> **TASK OBJECTIVE**
Scan the records for the string "JSON" and copy every line that holds it.

> **MATERIAL FOR THIS TASK**
—————
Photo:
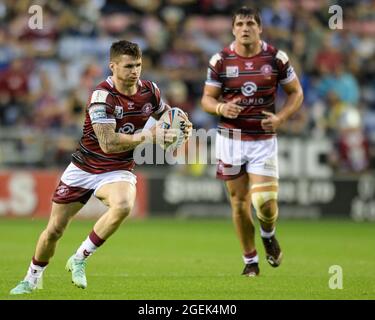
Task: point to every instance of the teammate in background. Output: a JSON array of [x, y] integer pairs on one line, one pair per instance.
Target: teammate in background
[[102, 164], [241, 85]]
—————
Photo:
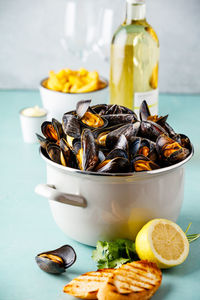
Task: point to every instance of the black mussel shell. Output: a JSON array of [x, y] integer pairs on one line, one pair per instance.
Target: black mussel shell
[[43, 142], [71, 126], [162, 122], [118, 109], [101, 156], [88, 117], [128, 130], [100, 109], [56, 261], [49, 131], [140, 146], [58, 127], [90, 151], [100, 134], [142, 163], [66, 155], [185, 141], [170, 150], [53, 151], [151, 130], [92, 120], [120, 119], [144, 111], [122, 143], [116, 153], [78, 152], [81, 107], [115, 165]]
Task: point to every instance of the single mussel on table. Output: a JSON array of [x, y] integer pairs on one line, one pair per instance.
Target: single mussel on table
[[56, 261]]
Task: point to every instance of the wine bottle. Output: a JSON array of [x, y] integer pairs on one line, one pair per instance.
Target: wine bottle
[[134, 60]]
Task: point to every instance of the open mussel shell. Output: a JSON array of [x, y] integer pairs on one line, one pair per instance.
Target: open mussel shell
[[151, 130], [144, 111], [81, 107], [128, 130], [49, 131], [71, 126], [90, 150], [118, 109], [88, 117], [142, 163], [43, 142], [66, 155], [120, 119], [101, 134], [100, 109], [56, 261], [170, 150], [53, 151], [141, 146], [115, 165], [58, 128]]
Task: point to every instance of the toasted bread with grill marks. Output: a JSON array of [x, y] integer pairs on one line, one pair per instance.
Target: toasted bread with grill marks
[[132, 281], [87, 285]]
—————
> **REPLY**
Task: point to every instance of the teammate in background. Output: a JSON array of [x, y] integer pairs on one line, one pair per instance.
Task: point to every instance of the black mussel shell. Output: a JSON array of [x, y] integer pairs on one line, one pair per instance.
Task: point to every instance of the single mussel on table. Output: a JSON array of [x, y] integer pairs on one line, one pair per instance.
Task: point to every instance of the wine bottle. Output: a JSON array of [x, y] integer pairs on one line, one pair per instance.
Task: point to every instance of the open mussel shell. Output: a JSON array of [x, y] integer pairs on one line, one pair per instance.
Task: point to every instance of the toasted bread with grill marks. Output: a JSON array of [x, y] integer pairs on one line, one pair per instance.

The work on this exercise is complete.